(Labeled area outline items)
* Begin *

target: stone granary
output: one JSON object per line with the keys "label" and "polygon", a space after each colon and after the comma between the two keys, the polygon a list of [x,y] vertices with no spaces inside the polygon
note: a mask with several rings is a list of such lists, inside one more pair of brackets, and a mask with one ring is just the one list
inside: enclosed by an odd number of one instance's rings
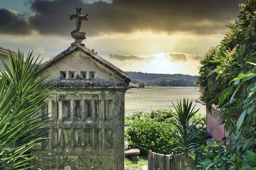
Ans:
{"label": "stone granary", "polygon": [[[81,17],[81,19],[80,18]],[[125,93],[132,86],[126,73],[82,43],[82,15],[77,9],[75,39],[68,49],[43,63],[45,80],[57,89],[43,114],[52,121],[48,141],[34,152],[44,170],[124,169]],[[44,83],[44,82],[43,82]]]}

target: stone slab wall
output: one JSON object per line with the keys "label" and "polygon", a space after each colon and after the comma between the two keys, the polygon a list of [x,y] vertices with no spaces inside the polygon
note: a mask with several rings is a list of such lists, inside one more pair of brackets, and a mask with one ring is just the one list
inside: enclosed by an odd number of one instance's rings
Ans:
{"label": "stone slab wall", "polygon": [[[127,89],[59,89],[42,115],[53,127],[34,152],[43,170],[123,170],[125,92]],[[75,93],[76,92],[76,93]]]}

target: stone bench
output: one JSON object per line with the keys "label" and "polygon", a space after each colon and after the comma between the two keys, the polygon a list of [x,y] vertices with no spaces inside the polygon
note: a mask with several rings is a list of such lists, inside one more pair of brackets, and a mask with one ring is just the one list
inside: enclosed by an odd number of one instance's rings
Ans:
{"label": "stone bench", "polygon": [[125,156],[130,156],[131,160],[134,164],[137,164],[139,161],[139,154],[140,150],[139,149],[130,149],[125,150]]}
{"label": "stone bench", "polygon": [[140,150],[139,149],[127,149],[128,145],[128,142],[125,141],[125,156],[129,156],[131,161],[134,164],[137,164],[139,161]]}

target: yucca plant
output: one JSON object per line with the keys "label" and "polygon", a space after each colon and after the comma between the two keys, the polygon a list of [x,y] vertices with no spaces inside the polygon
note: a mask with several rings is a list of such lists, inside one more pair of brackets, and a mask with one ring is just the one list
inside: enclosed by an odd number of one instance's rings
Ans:
{"label": "yucca plant", "polygon": [[196,137],[198,137],[196,131],[198,123],[201,120],[199,120],[198,122],[191,124],[189,124],[189,119],[200,109],[196,110],[194,109],[195,105],[192,107],[193,100],[189,102],[188,99],[186,100],[183,98],[182,104],[181,100],[180,98],[180,101],[177,100],[177,105],[175,106],[172,102],[176,112],[176,114],[173,115],[174,120],[171,121],[177,127],[177,131],[173,130],[173,132],[177,138],[176,142],[180,146],[177,148],[177,150],[185,153],[183,158],[190,167],[192,167],[195,165],[195,163],[188,157],[188,155],[190,152],[195,150],[197,146],[199,145],[194,142],[193,139]]}
{"label": "yucca plant", "polygon": [[42,125],[51,118],[41,111],[52,92],[41,84],[47,75],[38,71],[38,57],[29,53],[24,60],[20,51],[17,56],[9,51],[8,58],[10,68],[1,58],[6,71],[0,68],[0,170],[25,170],[35,166],[32,148],[47,139],[50,127]]}

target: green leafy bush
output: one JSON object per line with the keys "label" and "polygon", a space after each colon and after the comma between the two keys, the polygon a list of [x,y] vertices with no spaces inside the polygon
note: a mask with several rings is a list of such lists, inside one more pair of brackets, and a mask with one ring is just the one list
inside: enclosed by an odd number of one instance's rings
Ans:
{"label": "green leafy bush", "polygon": [[[174,115],[176,114],[171,109],[166,109],[152,110],[150,112],[136,111],[133,115],[126,116],[125,126],[128,127],[125,129],[125,140],[159,153],[169,154],[175,152],[175,149],[180,146],[176,142],[177,138],[172,131],[176,130],[176,127],[171,122],[175,120]],[[204,120],[204,117],[201,115],[195,115],[191,118],[191,122],[198,122]],[[205,125],[204,122],[204,121],[200,121],[201,126],[196,129],[196,133],[200,135],[202,133],[202,127]],[[206,140],[203,135],[199,136],[201,138],[195,138],[194,141],[204,144]],[[129,144],[132,148],[137,147]],[[141,149],[140,151],[143,154],[147,154],[146,150]]]}
{"label": "green leafy bush", "polygon": [[[129,126],[125,129],[125,140],[131,142],[129,145],[133,148],[137,147],[131,144],[159,153],[174,152],[177,146],[171,130],[175,127],[168,122],[173,114],[172,110],[159,109],[150,113],[137,111],[125,116],[125,125]],[[140,149],[140,151],[142,154],[148,154],[145,150]]]}
{"label": "green leafy bush", "polygon": [[[255,4],[254,0],[241,4],[239,20],[229,24],[230,30],[221,44],[211,49],[200,61],[197,85],[201,99],[221,109],[219,117],[233,135],[232,145],[221,153],[224,158],[203,157],[199,163],[204,166],[198,167],[204,167],[202,169],[223,169],[215,161],[230,165],[225,169],[256,169],[256,157],[252,153],[256,152]],[[222,149],[207,152],[215,154]]]}

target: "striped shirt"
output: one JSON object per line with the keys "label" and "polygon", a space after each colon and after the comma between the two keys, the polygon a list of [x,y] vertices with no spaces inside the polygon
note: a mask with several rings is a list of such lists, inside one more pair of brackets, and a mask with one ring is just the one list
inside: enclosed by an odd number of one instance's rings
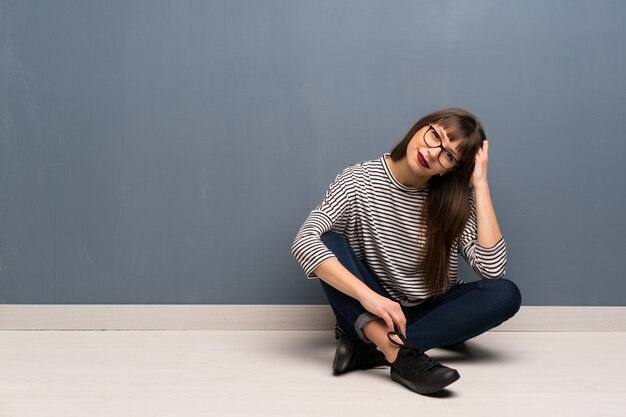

* End *

• _Stated task_:
Which lines of the items contain the word "target"? Extract each one, matching case exactly.

• _Task output_:
target: stone granary
target: stone slab wall
target: stone bench
target: yucca plant
target: green leafy bush
target: "striped shirt"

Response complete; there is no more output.